_Provided records_.
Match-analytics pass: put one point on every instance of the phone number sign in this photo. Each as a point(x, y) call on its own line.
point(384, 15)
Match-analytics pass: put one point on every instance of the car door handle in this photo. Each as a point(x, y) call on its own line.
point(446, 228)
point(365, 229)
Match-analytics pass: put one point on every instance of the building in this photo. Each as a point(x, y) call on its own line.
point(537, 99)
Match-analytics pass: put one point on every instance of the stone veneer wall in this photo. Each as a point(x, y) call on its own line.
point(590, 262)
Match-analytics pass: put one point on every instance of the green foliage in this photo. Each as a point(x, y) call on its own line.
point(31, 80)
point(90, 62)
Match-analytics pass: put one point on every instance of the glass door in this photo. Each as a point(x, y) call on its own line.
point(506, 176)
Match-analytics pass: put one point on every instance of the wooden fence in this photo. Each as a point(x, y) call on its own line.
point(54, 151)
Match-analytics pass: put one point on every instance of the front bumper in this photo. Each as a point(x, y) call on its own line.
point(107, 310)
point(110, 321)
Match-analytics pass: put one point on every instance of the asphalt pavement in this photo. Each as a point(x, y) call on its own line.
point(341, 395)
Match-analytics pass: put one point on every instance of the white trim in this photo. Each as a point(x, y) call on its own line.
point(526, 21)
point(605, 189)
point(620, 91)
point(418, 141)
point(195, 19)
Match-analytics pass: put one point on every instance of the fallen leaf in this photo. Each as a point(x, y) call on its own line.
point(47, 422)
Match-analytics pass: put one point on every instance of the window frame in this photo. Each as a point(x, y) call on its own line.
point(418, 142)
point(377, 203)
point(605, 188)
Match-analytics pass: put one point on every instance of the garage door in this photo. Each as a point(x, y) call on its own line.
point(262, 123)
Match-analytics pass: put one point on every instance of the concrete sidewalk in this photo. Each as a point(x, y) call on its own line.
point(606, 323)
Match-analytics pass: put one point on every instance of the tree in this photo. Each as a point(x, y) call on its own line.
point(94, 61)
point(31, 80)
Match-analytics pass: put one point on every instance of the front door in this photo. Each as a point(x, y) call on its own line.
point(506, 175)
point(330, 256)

_Activity_. Output the line containing "the front door" and each line after it through the close of the entries, unchanged and with no other lines.

_Answer box_.
Match-analytics pass: put one point on every instance of the front door in this photo. Each as a point(x, y) call on its own line.
point(506, 175)
point(330, 256)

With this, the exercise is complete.